▽

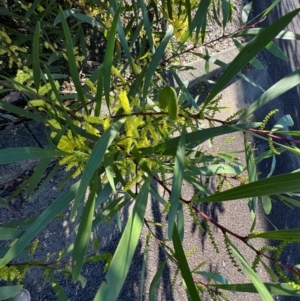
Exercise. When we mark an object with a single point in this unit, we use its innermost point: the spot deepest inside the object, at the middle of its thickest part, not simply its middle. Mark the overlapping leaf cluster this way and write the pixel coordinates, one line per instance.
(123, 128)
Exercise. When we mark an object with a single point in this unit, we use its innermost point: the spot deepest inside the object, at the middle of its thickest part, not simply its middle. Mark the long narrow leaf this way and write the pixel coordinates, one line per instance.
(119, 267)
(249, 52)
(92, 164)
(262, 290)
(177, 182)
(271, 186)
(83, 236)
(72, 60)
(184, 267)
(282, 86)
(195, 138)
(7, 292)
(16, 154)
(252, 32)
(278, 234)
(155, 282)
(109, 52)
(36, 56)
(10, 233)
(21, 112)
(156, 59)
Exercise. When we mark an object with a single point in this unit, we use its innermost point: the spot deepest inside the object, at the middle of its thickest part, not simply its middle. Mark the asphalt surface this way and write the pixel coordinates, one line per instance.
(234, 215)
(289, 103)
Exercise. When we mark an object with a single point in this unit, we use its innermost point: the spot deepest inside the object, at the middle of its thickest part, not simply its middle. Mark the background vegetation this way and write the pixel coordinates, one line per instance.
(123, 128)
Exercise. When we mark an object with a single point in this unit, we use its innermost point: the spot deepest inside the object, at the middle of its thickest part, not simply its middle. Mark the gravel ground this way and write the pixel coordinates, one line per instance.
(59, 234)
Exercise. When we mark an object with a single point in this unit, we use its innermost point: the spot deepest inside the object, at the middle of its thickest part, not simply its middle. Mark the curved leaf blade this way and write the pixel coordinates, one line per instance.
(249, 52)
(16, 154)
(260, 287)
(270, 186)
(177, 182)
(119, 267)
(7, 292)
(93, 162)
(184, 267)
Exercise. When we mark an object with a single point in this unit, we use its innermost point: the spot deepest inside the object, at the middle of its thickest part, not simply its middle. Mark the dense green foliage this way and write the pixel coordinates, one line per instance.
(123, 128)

△
▽

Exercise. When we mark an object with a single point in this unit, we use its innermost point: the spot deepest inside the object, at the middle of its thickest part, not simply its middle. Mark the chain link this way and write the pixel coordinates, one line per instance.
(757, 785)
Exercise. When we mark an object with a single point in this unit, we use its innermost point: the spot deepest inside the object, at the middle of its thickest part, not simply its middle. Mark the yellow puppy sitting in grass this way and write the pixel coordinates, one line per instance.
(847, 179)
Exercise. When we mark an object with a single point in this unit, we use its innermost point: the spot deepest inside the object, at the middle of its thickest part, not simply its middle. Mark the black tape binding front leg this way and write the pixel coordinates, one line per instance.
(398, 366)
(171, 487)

△

*AIM OF THE TASK:*
Identify every line in the records above that contains the word "black", and copy each such line in full. Case counts.

*FINISHED TASK:*
Exercise. When we mark an object with a single point in this unit, we use its innermost point: the spot deepest inside the object, at the middle of its thickest part, not simply its middle. Mark the black tape binding front leg this way and write the pixel coordinates, one line per instance.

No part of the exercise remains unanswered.